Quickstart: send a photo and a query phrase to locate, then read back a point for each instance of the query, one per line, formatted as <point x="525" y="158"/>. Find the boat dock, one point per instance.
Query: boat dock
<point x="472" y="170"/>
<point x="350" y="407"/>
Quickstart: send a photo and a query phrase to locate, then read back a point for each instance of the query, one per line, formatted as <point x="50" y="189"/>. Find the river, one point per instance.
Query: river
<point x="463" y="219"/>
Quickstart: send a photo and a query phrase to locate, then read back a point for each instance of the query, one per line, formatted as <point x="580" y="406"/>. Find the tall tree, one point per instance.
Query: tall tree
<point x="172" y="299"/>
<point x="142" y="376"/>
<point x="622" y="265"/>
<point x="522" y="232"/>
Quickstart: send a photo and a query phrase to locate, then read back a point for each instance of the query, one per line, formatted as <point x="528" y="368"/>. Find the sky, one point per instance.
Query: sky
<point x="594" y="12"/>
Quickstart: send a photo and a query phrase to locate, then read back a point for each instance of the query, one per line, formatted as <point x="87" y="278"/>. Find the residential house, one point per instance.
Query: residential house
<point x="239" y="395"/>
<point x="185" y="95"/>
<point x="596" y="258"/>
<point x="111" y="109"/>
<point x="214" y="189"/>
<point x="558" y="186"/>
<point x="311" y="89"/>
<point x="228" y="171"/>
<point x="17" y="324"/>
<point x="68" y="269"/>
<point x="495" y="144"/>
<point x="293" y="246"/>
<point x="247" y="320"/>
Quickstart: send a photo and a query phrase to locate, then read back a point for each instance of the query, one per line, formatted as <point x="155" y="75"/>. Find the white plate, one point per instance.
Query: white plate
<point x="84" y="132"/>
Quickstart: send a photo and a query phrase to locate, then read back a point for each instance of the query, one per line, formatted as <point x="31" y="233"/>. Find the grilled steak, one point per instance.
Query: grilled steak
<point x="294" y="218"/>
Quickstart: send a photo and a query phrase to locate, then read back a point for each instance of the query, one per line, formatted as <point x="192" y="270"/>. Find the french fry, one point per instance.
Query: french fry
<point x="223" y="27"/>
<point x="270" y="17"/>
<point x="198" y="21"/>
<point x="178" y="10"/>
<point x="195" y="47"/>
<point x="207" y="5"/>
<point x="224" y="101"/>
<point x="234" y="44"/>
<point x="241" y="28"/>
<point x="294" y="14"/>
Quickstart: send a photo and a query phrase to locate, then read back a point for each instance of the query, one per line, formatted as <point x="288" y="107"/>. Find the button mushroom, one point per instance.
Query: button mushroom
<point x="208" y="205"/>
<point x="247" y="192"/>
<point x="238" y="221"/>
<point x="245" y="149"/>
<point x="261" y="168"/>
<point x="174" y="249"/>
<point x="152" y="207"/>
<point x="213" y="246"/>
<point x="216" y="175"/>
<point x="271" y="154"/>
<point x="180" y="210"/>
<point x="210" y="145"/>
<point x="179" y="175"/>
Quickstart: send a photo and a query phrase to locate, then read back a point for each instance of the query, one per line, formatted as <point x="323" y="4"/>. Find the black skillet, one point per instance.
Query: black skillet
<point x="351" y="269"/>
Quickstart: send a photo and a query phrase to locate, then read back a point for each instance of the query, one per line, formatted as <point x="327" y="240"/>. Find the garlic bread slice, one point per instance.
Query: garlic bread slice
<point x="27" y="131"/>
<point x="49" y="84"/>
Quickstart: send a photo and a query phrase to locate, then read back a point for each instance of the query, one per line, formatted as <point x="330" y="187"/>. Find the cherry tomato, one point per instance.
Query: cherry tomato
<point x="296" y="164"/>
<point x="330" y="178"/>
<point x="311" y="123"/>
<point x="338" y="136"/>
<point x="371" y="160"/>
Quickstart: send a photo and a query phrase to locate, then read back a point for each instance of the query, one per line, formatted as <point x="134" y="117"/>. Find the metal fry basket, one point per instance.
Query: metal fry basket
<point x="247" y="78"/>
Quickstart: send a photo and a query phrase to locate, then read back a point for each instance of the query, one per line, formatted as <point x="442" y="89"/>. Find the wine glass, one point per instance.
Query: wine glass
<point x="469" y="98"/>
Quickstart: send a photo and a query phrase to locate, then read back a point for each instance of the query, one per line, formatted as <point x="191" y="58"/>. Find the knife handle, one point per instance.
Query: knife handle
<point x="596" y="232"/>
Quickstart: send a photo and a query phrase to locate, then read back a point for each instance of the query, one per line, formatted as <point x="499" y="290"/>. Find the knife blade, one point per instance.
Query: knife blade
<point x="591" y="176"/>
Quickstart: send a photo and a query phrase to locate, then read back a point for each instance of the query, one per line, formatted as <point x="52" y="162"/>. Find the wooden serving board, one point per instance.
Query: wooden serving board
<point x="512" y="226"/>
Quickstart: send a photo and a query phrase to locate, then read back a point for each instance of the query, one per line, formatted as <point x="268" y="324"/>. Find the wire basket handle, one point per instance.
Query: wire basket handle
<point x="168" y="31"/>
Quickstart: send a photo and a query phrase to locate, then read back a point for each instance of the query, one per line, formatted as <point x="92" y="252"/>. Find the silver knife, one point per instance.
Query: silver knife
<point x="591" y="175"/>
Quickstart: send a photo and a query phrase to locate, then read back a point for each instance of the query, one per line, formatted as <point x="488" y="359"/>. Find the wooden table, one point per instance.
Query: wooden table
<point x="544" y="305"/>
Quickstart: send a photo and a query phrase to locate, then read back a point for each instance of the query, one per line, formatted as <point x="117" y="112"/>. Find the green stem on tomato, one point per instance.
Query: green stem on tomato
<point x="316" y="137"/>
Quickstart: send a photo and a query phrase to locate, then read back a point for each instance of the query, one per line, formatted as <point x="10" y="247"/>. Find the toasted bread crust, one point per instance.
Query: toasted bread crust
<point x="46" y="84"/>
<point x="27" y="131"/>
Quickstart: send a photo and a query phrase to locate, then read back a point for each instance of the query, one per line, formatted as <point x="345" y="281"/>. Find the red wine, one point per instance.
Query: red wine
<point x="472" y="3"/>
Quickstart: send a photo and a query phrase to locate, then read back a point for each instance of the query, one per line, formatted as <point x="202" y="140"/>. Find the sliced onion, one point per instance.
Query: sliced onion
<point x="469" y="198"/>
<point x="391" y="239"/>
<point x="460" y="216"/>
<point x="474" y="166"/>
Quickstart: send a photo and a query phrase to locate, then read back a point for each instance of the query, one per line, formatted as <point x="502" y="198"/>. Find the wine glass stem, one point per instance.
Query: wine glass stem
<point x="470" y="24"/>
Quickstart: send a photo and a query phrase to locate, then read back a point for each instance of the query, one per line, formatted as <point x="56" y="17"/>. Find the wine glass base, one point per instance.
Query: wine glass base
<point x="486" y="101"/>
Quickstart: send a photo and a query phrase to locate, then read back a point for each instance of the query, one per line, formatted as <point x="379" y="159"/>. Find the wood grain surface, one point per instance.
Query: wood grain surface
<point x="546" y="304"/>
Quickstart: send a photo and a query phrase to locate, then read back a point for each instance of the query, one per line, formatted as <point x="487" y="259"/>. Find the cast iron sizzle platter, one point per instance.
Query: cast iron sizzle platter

> _EXERCISE GOAL_:
Make an exact copy of every entry.

> _OUTPUT_:
Quickstart: send a photo and a query phrase to locate, then read back a point for each instance of the query, one per line, formatted as <point x="525" y="158"/>. Find the boat dock, one point per instance.
Query: boat dock
<point x="472" y="170"/>
<point x="350" y="407"/>
Quickstart: send a photo and a query phrase to locate, then read back a point for each instance of the query, one per line, formatted as <point x="50" y="189"/>. Find the river, one point per instance.
Query: river
<point x="463" y="219"/>
Quickstart: send a photo and a query phrase to locate, then read back a point for each instance of the query, one per line, formatted as <point x="580" y="406"/>. Find the tall tree, one point per instance.
Query: tall tree
<point x="172" y="299"/>
<point x="142" y="376"/>
<point x="622" y="265"/>
<point x="522" y="232"/>
Quickstart: send a photo and a query phrase to locate, then read back a point for each instance of the query, one per line, formatted as <point x="528" y="368"/>. Find the sky, one point per instance.
Query: sky
<point x="594" y="12"/>
Quickstart: send a photo and a query phrase to locate, then read back a point for each instance of the query, one per line, formatted as <point x="87" y="278"/>. Find the residential house, one point per instance.
Query: residential house
<point x="239" y="395"/>
<point x="185" y="95"/>
<point x="596" y="258"/>
<point x="111" y="109"/>
<point x="214" y="189"/>
<point x="558" y="186"/>
<point x="311" y="89"/>
<point x="228" y="171"/>
<point x="17" y="324"/>
<point x="68" y="269"/>
<point x="495" y="144"/>
<point x="293" y="246"/>
<point x="247" y="320"/>
Quickstart: send a photo and a query phrase to locate, then read back a point for each instance of the query, one per line, formatted as <point x="155" y="75"/>. Find the white plate, one point per instance.
Query: white plate
<point x="84" y="132"/>
Quickstart: send a photo and a query phrase to locate, then read back a point for each instance of the query, one per line, formatted as <point x="31" y="233"/>. Find the grilled steak, one point per instance.
Query: grilled steak
<point x="294" y="218"/>
Quickstart: send a photo and a query phrase to locate, then read back a point for each instance of the query, one per line, formatted as <point x="192" y="270"/>. Find the french fry, one point per instance.
Query: french fry
<point x="223" y="27"/>
<point x="270" y="17"/>
<point x="198" y="21"/>
<point x="178" y="10"/>
<point x="195" y="47"/>
<point x="207" y="5"/>
<point x="224" y="101"/>
<point x="234" y="44"/>
<point x="241" y="28"/>
<point x="294" y="14"/>
Quickstart: send a photo and a query phrase to locate, then read back a point for each instance of the query, one per line, formatted as <point x="288" y="107"/>. Find the button mushroom, one point per instance.
Query: button mushroom
<point x="208" y="205"/>
<point x="247" y="192"/>
<point x="238" y="221"/>
<point x="245" y="149"/>
<point x="261" y="168"/>
<point x="174" y="249"/>
<point x="152" y="207"/>
<point x="213" y="246"/>
<point x="216" y="175"/>
<point x="271" y="154"/>
<point x="180" y="210"/>
<point x="210" y="145"/>
<point x="179" y="175"/>
Quickstart: send a photo and a query phrase to locate, then read back a point for each instance of the query, one per line, formatted as <point x="323" y="4"/>. Find the black skillet, one point per instance.
Query: black skillet
<point x="351" y="269"/>
Quickstart: send a photo and a query phrase to locate, then read back a point for each instance of the query, one per line, formatted as <point x="327" y="240"/>. Find the garlic bread slice, one point per instance.
Query: garlic bread slice
<point x="27" y="131"/>
<point x="49" y="84"/>
Quickstart: send a photo and a query phrase to locate, then read back a point for each instance of the query, one per line, formatted as <point x="330" y="187"/>. Find the cherry tomato, one point per instance.
Query: cherry tomato
<point x="296" y="164"/>
<point x="330" y="178"/>
<point x="311" y="123"/>
<point x="338" y="136"/>
<point x="371" y="160"/>
Quickstart: send a photo and a query phrase to locate, then read back a point for each instance of the query, one per line, formatted as <point x="134" y="117"/>. Find the metal fry basket, one point per instance.
Query: metal fry basket
<point x="247" y="78"/>
Quickstart: send a photo and a query phrase to locate, then read back a point for each instance of the query, one per line, formatted as <point x="442" y="89"/>. Find the wine glass, one point per instance.
Query: wine glass
<point x="469" y="98"/>
Quickstart: send a photo and a query phrase to locate, then read back a point for each instance of the query, one per line, formatted as <point x="191" y="58"/>. Find the knife handle, one point per instance.
Query: knife handle
<point x="596" y="232"/>
Quickstart: send a photo and a query phrase to locate, then read back a point for each instance of the query, one per line, formatted as <point x="499" y="290"/>. Find the knife blade, one point per instance.
Query: knife blade
<point x="591" y="176"/>
Quickstart: send a photo and a query phrase to locate, then read back a point for each instance of the query, one per line, formatted as <point x="52" y="162"/>. Find the wooden serving board, one point per instance.
Query: wooden serving board
<point x="512" y="226"/>
Quickstart: send a photo and a query phrase to locate, then read back a point for each instance of the query, one per line, formatted as <point x="268" y="324"/>. Find the wire basket handle, one point per instance.
Query: wire basket handle
<point x="168" y="31"/>
Quickstart: send a photo and a query phrase to locate, then read back a point for each instance of the query, one per line, formatted as <point x="92" y="252"/>. Find the silver knife, one point per instance.
Query: silver knife
<point x="591" y="175"/>
Quickstart: send a photo and a query phrase to locate, then read back a point for each instance of the query, one per line, formatted as <point x="488" y="359"/>. Find the wooden table, one point per instance.
Query: wooden table
<point x="544" y="305"/>
Quickstart: send a photo and a query phrase to locate, then read back a point for each instance of the query, one per line, formatted as <point x="117" y="112"/>. Find the green stem on tomato, one point per instance.
Query: green stem on tomato
<point x="316" y="137"/>
Quickstart: send a photo and a query phrase to locate, then read back a point for each instance of the query, one per line, formatted as <point x="10" y="247"/>. Find the toasted bread crust, one point per instance.
Query: toasted bread crust
<point x="46" y="84"/>
<point x="27" y="131"/>
Quickstart: send a photo and a query phrase to locate, then read back a point for each instance of the query, one per line, formatted as <point x="345" y="281"/>. Find the red wine, one point per instance.
Query: red wine
<point x="472" y="3"/>
Quickstart: send a photo and a query phrase to locate, then read back a point for each instance of the query, one per line, formatted as <point x="202" y="140"/>. Find the sliced onion, one point per instance.
Query: sliced onion
<point x="469" y="198"/>
<point x="391" y="239"/>
<point x="460" y="216"/>
<point x="474" y="166"/>
Quickstart: send a photo and a query phrase to locate, then read back a point for each instance of the query, one per line, formatted as <point x="502" y="198"/>. Find the wine glass stem, one point per instance.
Query: wine glass stem
<point x="470" y="24"/>
Quickstart: send a photo and a query phrase to locate, then read back a point for each instance of the query, one per line, formatted as <point x="56" y="17"/>. Find the wine glass base, one point per instance.
Query: wine glass base
<point x="486" y="101"/>
Quickstart: send a photo and a query phrase to locate, then read back a point for each instance of the query, one per line, formatted as <point x="379" y="159"/>. Find the wood grain surface, one point per instance.
Query: wood grain surface
<point x="546" y="304"/>
Quickstart: send a photo and a query phrase to locate, then read back a point for each instance of the query, one per line, formatted as <point x="487" y="259"/>. Find the cast iron sizzle platter, one point per instance.
Query: cast iron sizzle platter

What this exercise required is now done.